- [Instruction]: Edit the material below from the line that has "the van windshield?" through the line that has "182], [286, 182]]", changing "photo" to "image" and keeping everything else as it stands. Omit the pictures from your answer.

- [Segmentation data]:
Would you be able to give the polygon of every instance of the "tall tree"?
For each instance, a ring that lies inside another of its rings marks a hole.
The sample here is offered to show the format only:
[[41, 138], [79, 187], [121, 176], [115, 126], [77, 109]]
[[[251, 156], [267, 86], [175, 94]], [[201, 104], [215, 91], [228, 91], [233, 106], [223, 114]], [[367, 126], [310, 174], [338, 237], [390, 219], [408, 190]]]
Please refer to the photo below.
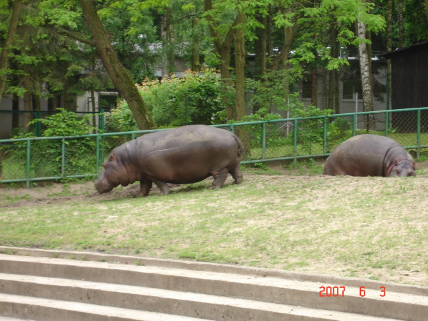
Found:
[[9, 47], [12, 45], [13, 39], [17, 32], [17, 27], [18, 26], [18, 21], [19, 20], [19, 13], [21, 12], [21, 6], [22, 0], [15, 0], [13, 1], [13, 6], [12, 7], [12, 16], [9, 23], [9, 31], [8, 32], [6, 39], [4, 41], [4, 45], [1, 48], [1, 53], [0, 54], [0, 101], [1, 101], [1, 97], [3, 96], [3, 92], [4, 91], [5, 83], [6, 81], [6, 75], [3, 72], [3, 70], [5, 70], [8, 67]]
[[398, 12], [398, 48], [405, 46], [405, 27], [402, 0], [397, 0], [397, 11]]
[[[231, 88], [233, 85], [232, 77], [231, 75], [231, 50], [232, 48], [232, 43], [235, 37], [235, 27], [237, 25], [237, 17], [231, 26], [228, 28], [226, 36], [222, 39], [222, 34], [220, 32], [219, 27], [215, 21], [215, 12], [213, 9], [212, 0], [205, 0], [205, 19], [208, 21], [208, 26], [210, 30], [210, 35], [213, 39], [215, 52], [219, 56], [219, 64], [220, 68], [220, 75], [222, 79], [227, 88]], [[237, 119], [236, 110], [228, 101], [227, 95], [224, 97], [224, 104], [226, 105], [226, 115], [228, 119]]]
[[138, 127], [142, 130], [155, 128], [156, 125], [137, 87], [126, 69], [119, 61], [92, 1], [79, 0], [79, 2], [99, 57], [115, 86], [128, 103]]
[[[428, 1], [428, 0], [427, 0]], [[387, 51], [392, 50], [392, 9], [393, 8], [394, 0], [387, 0]], [[389, 104], [391, 104], [391, 97], [392, 97], [392, 65], [391, 59], [387, 59], [387, 66], [388, 70], [388, 93], [389, 97], [387, 97]], [[391, 108], [391, 106], [389, 106]]]
[[[358, 44], [358, 57], [360, 59], [360, 72], [362, 85], [362, 104], [364, 111], [373, 111], [373, 86], [371, 82], [371, 72], [369, 61], [369, 53], [366, 42], [366, 24], [362, 21], [357, 21], [357, 34], [360, 38]], [[366, 129], [369, 130], [371, 121], [366, 122]]]

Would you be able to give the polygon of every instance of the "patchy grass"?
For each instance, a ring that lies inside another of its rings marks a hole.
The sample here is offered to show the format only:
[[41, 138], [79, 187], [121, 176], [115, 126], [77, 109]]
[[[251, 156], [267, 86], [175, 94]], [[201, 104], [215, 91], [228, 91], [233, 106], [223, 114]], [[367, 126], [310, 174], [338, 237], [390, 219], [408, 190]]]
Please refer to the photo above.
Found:
[[[417, 166], [419, 165], [417, 164]], [[320, 175], [319, 164], [98, 195], [90, 182], [0, 191], [0, 244], [274, 267], [428, 286], [428, 171]], [[304, 173], [305, 175], [302, 175]], [[289, 175], [293, 174], [293, 175]], [[25, 199], [21, 199], [22, 195]]]

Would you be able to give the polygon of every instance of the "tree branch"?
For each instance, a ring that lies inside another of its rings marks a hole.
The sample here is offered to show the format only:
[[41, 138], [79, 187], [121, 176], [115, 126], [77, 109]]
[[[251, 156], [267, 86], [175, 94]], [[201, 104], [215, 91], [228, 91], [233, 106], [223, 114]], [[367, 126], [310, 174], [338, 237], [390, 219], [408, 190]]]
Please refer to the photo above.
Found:
[[58, 32], [61, 35], [70, 37], [70, 38], [76, 39], [80, 42], [83, 42], [84, 43], [88, 44], [89, 46], [92, 46], [93, 47], [95, 46], [95, 41], [94, 41], [93, 39], [88, 39], [84, 38], [78, 35], [76, 35], [75, 32], [72, 32], [70, 30], [61, 28]]

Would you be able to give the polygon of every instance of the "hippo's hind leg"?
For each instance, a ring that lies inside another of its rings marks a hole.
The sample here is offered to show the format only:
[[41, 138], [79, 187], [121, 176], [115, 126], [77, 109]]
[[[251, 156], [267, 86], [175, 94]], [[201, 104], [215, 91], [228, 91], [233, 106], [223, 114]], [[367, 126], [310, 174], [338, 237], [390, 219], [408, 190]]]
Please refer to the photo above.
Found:
[[235, 179], [233, 181], [233, 184], [240, 184], [242, 182], [244, 175], [242, 175], [242, 172], [241, 172], [241, 167], [239, 164], [229, 171], [229, 173], [232, 175], [232, 177]]
[[152, 188], [153, 184], [153, 183], [150, 179], [148, 179], [146, 178], [142, 179], [139, 181], [139, 192], [135, 195], [135, 197], [139, 196], [148, 196], [148, 192]]
[[169, 194], [169, 187], [168, 187], [168, 184], [165, 182], [153, 179], [153, 182], [161, 189], [164, 195]]
[[219, 171], [214, 171], [211, 175], [213, 177], [214, 177], [214, 182], [213, 182], [211, 188], [221, 188], [227, 177], [227, 168], [224, 168]]

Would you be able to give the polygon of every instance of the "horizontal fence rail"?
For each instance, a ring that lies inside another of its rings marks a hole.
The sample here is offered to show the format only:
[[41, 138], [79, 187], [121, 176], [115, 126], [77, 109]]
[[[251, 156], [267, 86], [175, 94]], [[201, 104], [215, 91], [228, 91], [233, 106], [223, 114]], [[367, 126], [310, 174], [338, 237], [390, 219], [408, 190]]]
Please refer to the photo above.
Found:
[[[428, 107], [213, 125], [235, 133], [245, 148], [241, 164], [327, 157], [342, 142], [371, 133], [394, 139], [418, 159], [428, 155]], [[166, 129], [81, 136], [0, 139], [0, 184], [98, 175], [115, 147]]]

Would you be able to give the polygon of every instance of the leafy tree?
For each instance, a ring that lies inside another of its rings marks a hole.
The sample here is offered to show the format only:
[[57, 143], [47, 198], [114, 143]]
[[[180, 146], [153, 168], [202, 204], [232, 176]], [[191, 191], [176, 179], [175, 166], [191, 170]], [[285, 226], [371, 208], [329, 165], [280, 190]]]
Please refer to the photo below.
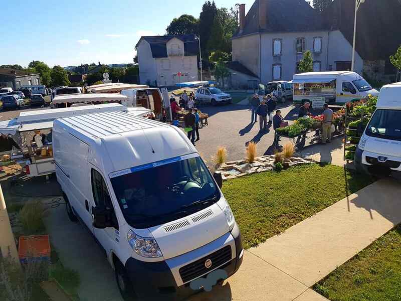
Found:
[[60, 66], [55, 66], [51, 72], [52, 84], [53, 86], [68, 86], [71, 83], [68, 80], [67, 71]]
[[199, 17], [199, 35], [202, 41], [201, 47], [205, 52], [209, 45], [213, 26], [215, 17], [217, 14], [217, 8], [215, 2], [207, 1], [202, 7], [202, 11]]
[[333, 2], [333, 0], [313, 0], [313, 7], [321, 13]]
[[40, 61], [32, 61], [28, 65], [28, 67], [32, 68], [40, 74], [41, 83], [42, 85], [47, 87], [51, 86], [51, 70], [46, 64]]
[[390, 62], [397, 69], [397, 76], [395, 80], [398, 80], [398, 74], [401, 73], [401, 46], [399, 46], [394, 55], [390, 56]]
[[182, 15], [174, 18], [166, 29], [167, 36], [176, 36], [190, 34], [198, 34], [199, 20], [190, 15]]
[[230, 75], [230, 71], [223, 61], [219, 61], [216, 64], [215, 75], [218, 80], [220, 79], [222, 79], [222, 83], [224, 86], [224, 78]]
[[9, 68], [9, 69], [13, 69], [16, 70], [23, 70], [24, 68], [20, 65], [15, 64], [15, 65], [2, 65], [0, 66], [0, 68]]
[[313, 71], [313, 59], [312, 53], [309, 50], [304, 53], [304, 57], [299, 61], [298, 68], [301, 73], [312, 72]]
[[211, 62], [219, 62], [219, 61], [227, 62], [232, 60], [233, 56], [231, 53], [227, 53], [221, 50], [216, 50], [211, 53], [209, 56], [209, 61]]

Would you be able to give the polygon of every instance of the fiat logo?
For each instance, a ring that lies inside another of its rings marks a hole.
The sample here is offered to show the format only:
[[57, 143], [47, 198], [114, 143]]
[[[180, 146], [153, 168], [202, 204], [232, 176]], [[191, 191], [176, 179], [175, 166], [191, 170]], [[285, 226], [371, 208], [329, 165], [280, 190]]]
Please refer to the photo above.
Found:
[[212, 260], [208, 259], [205, 262], [205, 267], [206, 268], [209, 268], [211, 266], [212, 266]]

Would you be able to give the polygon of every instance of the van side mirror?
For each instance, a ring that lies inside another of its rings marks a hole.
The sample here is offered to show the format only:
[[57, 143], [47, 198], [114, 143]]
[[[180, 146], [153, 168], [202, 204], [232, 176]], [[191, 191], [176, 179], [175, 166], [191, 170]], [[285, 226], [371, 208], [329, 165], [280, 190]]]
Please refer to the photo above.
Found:
[[92, 208], [93, 214], [93, 227], [97, 229], [105, 229], [112, 226], [112, 214], [111, 209], [102, 206]]
[[213, 173], [213, 178], [217, 183], [217, 185], [219, 188], [223, 187], [223, 177], [222, 177], [222, 173], [220, 172], [215, 172]]

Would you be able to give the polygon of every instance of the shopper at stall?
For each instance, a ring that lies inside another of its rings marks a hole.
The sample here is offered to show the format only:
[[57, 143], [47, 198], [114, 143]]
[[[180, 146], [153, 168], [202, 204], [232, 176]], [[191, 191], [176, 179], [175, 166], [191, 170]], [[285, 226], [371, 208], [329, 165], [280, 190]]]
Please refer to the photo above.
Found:
[[0, 135], [0, 152], [12, 150], [13, 146], [20, 150], [22, 150], [11, 136], [2, 133]]
[[256, 116], [257, 115], [257, 113], [256, 113], [256, 110], [258, 109], [258, 107], [259, 106], [260, 104], [260, 100], [259, 99], [259, 97], [258, 96], [257, 94], [254, 94], [254, 96], [252, 97], [252, 99], [251, 99], [251, 123], [254, 123], [254, 120], [255, 120], [255, 122], [257, 122], [258, 120], [256, 120], [257, 118]]
[[196, 134], [196, 138], [195, 139], [195, 141], [198, 141], [199, 139], [199, 120], [200, 119], [200, 116], [199, 116], [199, 113], [198, 113], [197, 109], [193, 109], [193, 114], [195, 115], [195, 133]]
[[276, 111], [276, 115], [273, 117], [273, 128], [274, 129], [274, 142], [273, 142], [273, 145], [276, 147], [279, 146], [280, 136], [279, 136], [276, 130], [280, 127], [283, 120], [284, 119], [281, 116], [281, 111], [280, 110]]
[[263, 99], [258, 108], [256, 109], [256, 113], [259, 115], [259, 130], [267, 129], [267, 114], [268, 112], [269, 107], [266, 104], [266, 101]]
[[323, 139], [322, 142], [326, 144], [326, 141], [331, 142], [331, 124], [333, 121], [333, 111], [329, 108], [329, 105], [325, 103], [323, 106], [324, 111], [323, 115], [323, 124], [322, 125], [322, 131], [323, 132]]

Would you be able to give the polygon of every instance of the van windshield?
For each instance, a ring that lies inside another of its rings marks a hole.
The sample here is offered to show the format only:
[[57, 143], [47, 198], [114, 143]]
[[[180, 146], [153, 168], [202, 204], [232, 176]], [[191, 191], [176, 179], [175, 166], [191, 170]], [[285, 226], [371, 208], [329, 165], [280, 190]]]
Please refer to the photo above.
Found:
[[376, 110], [366, 128], [368, 136], [401, 141], [401, 110]]
[[217, 202], [220, 193], [199, 157], [131, 169], [111, 179], [127, 222], [135, 229], [168, 223]]
[[363, 78], [358, 79], [358, 80], [353, 81], [352, 82], [356, 86], [356, 88], [359, 92], [363, 92], [364, 91], [369, 91], [372, 89], [372, 87]]

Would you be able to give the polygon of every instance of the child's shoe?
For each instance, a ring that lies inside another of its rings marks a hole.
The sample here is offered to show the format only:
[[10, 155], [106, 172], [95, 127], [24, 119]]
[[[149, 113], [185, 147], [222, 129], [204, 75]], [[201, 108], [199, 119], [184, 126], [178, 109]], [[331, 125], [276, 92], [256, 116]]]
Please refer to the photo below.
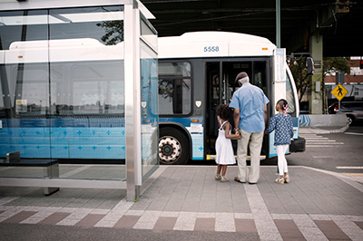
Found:
[[221, 182], [226, 182], [226, 181], [229, 181], [229, 179], [226, 178], [226, 177], [221, 177]]
[[282, 178], [277, 178], [277, 179], [276, 179], [276, 183], [284, 184], [284, 183], [285, 183], [284, 178], [282, 177]]
[[286, 183], [289, 183], [289, 174], [288, 174], [288, 175], [285, 175], [284, 179], [285, 179], [285, 182], [286, 182]]

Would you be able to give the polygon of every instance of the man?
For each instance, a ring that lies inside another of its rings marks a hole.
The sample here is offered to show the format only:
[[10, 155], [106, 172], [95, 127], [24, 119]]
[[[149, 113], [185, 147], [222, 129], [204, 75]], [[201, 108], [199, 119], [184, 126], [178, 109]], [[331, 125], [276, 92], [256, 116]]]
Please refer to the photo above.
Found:
[[234, 130], [240, 131], [241, 139], [238, 140], [239, 173], [234, 180], [241, 183], [247, 181], [246, 159], [247, 149], [250, 147], [250, 169], [248, 181], [256, 184], [260, 178], [260, 155], [270, 101], [261, 89], [250, 83], [245, 72], [237, 75], [236, 82], [240, 88], [233, 93], [230, 107], [234, 109]]

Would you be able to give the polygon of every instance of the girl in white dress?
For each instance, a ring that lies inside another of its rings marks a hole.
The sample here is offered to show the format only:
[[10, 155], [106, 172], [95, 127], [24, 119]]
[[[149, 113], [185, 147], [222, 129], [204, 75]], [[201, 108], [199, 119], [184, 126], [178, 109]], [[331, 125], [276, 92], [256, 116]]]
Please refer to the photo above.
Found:
[[235, 134], [231, 133], [231, 125], [228, 120], [232, 116], [233, 111], [227, 104], [221, 104], [217, 107], [219, 131], [216, 141], [216, 163], [218, 166], [217, 174], [214, 178], [221, 182], [229, 181], [226, 178], [227, 165], [236, 163], [231, 139], [240, 139], [240, 131], [237, 131]]

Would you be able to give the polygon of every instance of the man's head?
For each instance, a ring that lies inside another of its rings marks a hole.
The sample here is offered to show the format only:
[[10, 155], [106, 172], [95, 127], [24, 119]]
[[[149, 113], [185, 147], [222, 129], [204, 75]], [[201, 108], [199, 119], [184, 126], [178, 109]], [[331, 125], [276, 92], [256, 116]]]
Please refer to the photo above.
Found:
[[236, 82], [238, 82], [240, 86], [242, 86], [243, 83], [249, 82], [250, 82], [250, 78], [249, 78], [249, 75], [247, 74], [247, 72], [241, 72], [239, 74], [237, 74]]

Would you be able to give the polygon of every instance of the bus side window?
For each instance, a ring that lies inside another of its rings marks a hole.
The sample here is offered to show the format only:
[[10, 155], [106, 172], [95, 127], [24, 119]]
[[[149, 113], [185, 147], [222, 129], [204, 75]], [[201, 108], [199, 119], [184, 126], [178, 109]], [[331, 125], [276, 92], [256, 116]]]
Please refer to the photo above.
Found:
[[182, 114], [182, 80], [174, 81], [172, 92], [172, 112]]

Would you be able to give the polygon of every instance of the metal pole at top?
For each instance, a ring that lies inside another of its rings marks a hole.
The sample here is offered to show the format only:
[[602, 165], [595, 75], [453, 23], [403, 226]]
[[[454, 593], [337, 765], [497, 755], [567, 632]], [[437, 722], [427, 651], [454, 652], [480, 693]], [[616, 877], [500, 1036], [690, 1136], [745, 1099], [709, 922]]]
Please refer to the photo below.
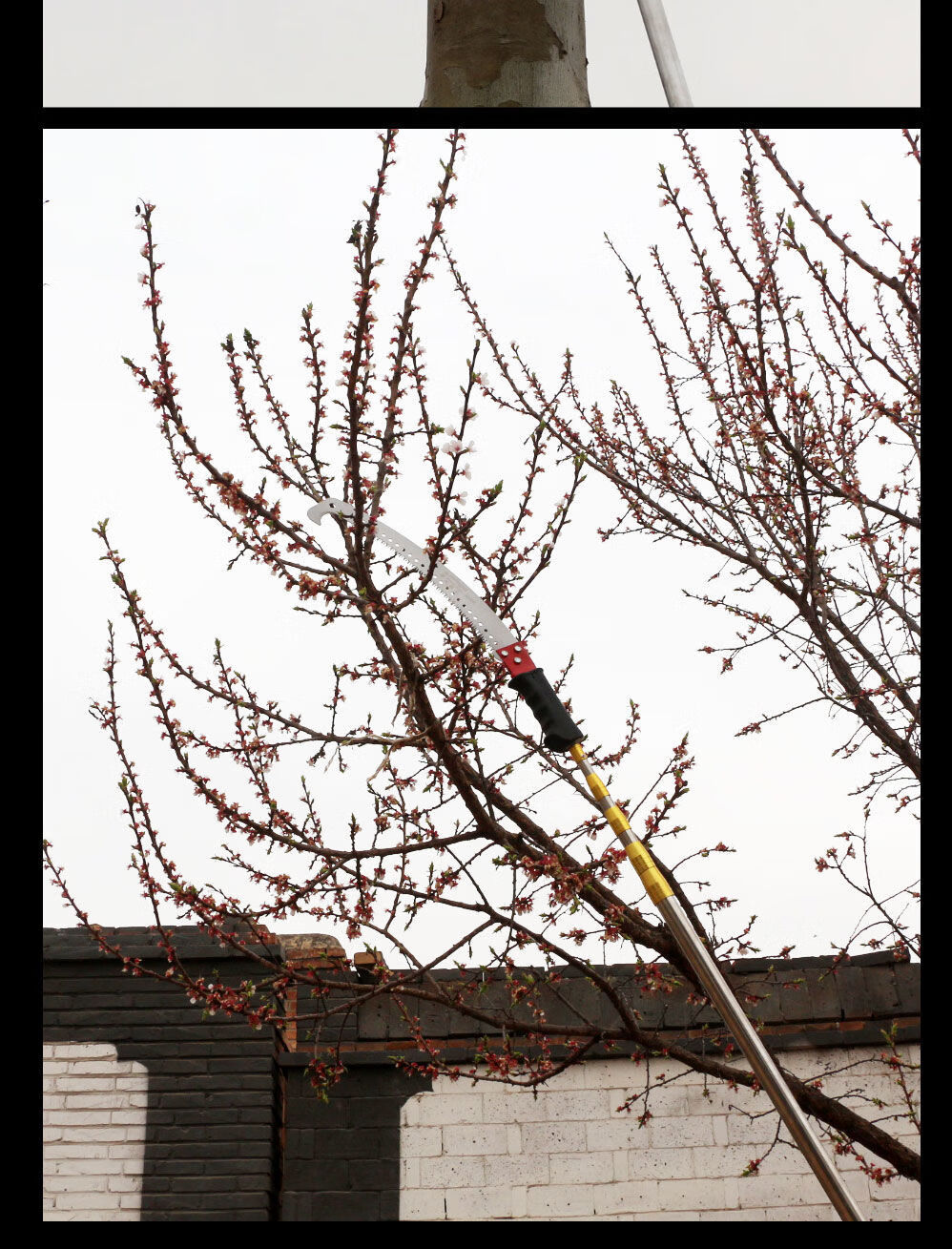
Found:
[[638, 7], [645, 20], [645, 30], [648, 32], [648, 42], [655, 54], [655, 64], [658, 67], [668, 105], [672, 109], [690, 109], [691, 96], [685, 81], [685, 71], [677, 59], [671, 27], [665, 16], [665, 6], [661, 0], [638, 0]]

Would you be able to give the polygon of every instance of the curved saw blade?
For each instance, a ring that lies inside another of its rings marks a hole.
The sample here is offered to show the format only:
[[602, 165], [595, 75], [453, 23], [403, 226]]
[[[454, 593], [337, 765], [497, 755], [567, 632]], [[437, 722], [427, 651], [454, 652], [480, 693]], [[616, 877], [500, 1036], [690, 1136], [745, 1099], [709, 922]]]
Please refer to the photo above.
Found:
[[[354, 516], [354, 505], [345, 503], [340, 498], [325, 498], [314, 507], [307, 508], [307, 517], [315, 521], [317, 525], [324, 520], [324, 517], [332, 512], [336, 516]], [[420, 572], [426, 575], [430, 571], [430, 565], [432, 563], [431, 557], [419, 547], [416, 542], [411, 542], [410, 538], [392, 530], [389, 525], [382, 521], [377, 521], [374, 536], [380, 538], [381, 542], [386, 543], [395, 555], [400, 556], [407, 565], [417, 568]], [[483, 601], [477, 597], [470, 587], [460, 578], [450, 572], [444, 565], [437, 563], [434, 568], [434, 575], [430, 583], [437, 590], [444, 598], [446, 598], [459, 612], [461, 612], [466, 620], [472, 624], [475, 629], [480, 632], [485, 641], [490, 642], [495, 649], [502, 646], [516, 644], [515, 633], [507, 628], [498, 616], [490, 611], [490, 608], [483, 603]]]

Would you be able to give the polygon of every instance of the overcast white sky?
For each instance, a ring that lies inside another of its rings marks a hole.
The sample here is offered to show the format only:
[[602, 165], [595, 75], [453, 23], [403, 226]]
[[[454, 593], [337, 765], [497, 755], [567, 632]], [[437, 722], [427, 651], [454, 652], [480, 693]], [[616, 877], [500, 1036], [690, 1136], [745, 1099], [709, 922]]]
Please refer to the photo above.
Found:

- [Exercise response]:
Would you be able to give the polygon of every instance of the van windshield?
For each instance, a ring that lies inside another of its rings marks a hole.
The sample here is offered to show the format only:
[[57, 143], [47, 198], [114, 143]]
[[[180, 146], [153, 168], [202, 204], [232, 176]], [[191, 191], [176, 179], [175, 166], [191, 170]], [[285, 226], [371, 208], [329, 165], [280, 190]]]
Please refer to the image above.
Found:
[[376, 110], [366, 128], [368, 136], [401, 141], [401, 110]]
[[217, 202], [220, 193], [199, 157], [131, 169], [111, 179], [127, 222], [135, 229], [168, 223]]
[[363, 78], [358, 79], [358, 80], [353, 81], [352, 82], [356, 86], [356, 88], [359, 92], [363, 92], [364, 91], [369, 91], [372, 89], [372, 87]]

Would you be able to give the polygon of every instance of the child's shoe?
For each instance, a ring that lies inside another of its rings marks a hole.
The sample here is offered to show the format only:
[[10, 155], [106, 172], [95, 127], [24, 119]]
[[[149, 113], [185, 147], [222, 129], [204, 75]], [[201, 108], [199, 119], [184, 126], [178, 109]], [[331, 125], [276, 92], [256, 116]]]
Please refer to the image below.
Found:
[[221, 182], [226, 182], [226, 181], [229, 181], [229, 179], [226, 178], [226, 177], [221, 177]]
[[282, 178], [277, 178], [277, 179], [276, 179], [276, 183], [284, 184], [284, 183], [285, 183], [284, 178], [282, 177]]
[[286, 183], [289, 183], [289, 174], [288, 174], [288, 175], [285, 175], [284, 179], [285, 179], [285, 182], [286, 182]]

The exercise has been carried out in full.